— Start of Data rows —
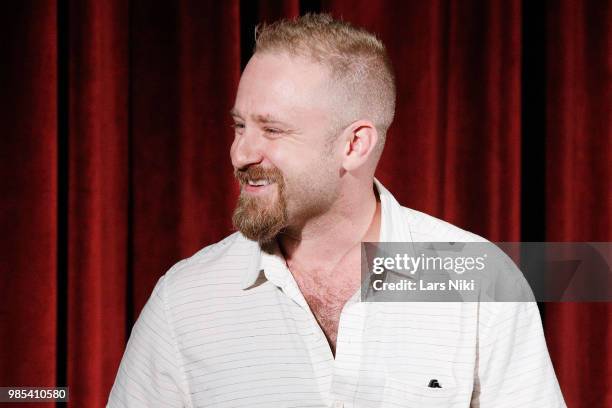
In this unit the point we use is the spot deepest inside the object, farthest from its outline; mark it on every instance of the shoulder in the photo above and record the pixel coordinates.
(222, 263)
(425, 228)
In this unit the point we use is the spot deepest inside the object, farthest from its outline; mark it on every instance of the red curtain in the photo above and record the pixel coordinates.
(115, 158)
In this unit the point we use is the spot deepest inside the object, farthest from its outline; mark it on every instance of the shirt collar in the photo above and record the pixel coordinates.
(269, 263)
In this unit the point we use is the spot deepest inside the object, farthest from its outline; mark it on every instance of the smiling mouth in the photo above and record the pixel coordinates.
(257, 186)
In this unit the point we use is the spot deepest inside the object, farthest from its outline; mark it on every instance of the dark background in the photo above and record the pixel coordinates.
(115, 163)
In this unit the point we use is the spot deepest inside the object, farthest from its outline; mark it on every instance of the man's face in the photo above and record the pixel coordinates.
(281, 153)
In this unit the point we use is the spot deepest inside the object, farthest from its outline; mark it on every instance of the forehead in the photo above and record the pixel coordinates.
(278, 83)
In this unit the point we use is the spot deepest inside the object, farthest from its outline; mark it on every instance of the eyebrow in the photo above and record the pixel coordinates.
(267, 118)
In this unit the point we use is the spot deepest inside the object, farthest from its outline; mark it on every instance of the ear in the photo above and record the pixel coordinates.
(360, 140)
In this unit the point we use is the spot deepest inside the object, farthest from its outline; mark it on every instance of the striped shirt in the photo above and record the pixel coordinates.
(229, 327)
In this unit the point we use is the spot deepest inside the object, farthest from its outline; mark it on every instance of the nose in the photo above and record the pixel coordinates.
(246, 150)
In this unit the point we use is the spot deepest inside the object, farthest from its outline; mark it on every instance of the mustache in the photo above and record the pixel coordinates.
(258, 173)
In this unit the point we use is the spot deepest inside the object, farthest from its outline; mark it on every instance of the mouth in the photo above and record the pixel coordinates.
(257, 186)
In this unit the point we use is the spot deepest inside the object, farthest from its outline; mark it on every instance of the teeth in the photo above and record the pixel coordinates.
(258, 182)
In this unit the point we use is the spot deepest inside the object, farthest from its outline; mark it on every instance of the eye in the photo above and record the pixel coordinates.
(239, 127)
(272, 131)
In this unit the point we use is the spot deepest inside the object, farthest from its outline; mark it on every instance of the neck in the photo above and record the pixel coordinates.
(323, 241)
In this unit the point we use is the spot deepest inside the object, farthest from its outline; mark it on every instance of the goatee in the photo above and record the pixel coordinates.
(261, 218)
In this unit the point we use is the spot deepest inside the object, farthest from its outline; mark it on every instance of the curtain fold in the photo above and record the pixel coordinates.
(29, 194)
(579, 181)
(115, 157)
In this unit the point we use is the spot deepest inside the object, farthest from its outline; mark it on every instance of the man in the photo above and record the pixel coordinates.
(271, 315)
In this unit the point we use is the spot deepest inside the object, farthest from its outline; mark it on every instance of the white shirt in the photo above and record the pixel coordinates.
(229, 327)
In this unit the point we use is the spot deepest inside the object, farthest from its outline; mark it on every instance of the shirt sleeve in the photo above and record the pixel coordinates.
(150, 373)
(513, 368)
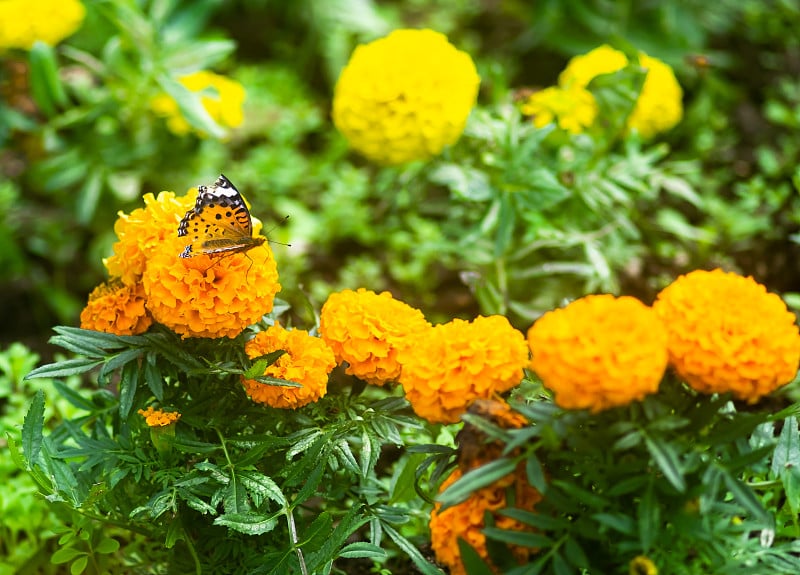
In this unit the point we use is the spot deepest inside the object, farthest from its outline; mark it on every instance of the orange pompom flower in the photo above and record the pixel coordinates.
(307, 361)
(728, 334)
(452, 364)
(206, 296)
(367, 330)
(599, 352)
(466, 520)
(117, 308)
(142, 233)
— End of Data rows —
=== Work required ===
Edit the records from the line with "of the goatee" up to and including the end of the records, replacing "pixel coordinates" with "x and y coordinates" and leaving everything else unchanged. Give only those lines, and leave the pictures out.

=== Answer to the problem ===
In this unit the point we use is the spot deepest inside the object, farthest from its outline; mark it on every instance of the goatee in the photo above and record the x and y coordinates.
(261, 218)
In this unit the point we use is the spot deepest inside the object, farthest from its outline; mark it on every instance of the curtain fold in the photo above and record the x and y coordinates.
(29, 194)
(579, 181)
(115, 157)
In this unit the point we use is the spot deepest inside the object, farthest from its outline; mark it on every instance of the man in the photo above and record the x and y coordinates.
(271, 315)
In this unit the point we use is the spot deepest inside the object, farthest from its outline; mark it on every instance of the white shirt in the photo above and record the x and y coordinates.
(229, 327)
In this unit the point we use is the spot deepest inside the object, farthest from its outline; mark it on every instance of the shirt sleeve in the photo above and record the x and y coordinates.
(150, 373)
(513, 368)
In this unit the point we use is the spot deepest inside the object, farthest from its outline; mark it on every instance of the orange pompom flower in the photo above and record the x and y coordinates.
(307, 361)
(728, 334)
(452, 364)
(206, 296)
(367, 330)
(599, 352)
(466, 520)
(117, 308)
(142, 233)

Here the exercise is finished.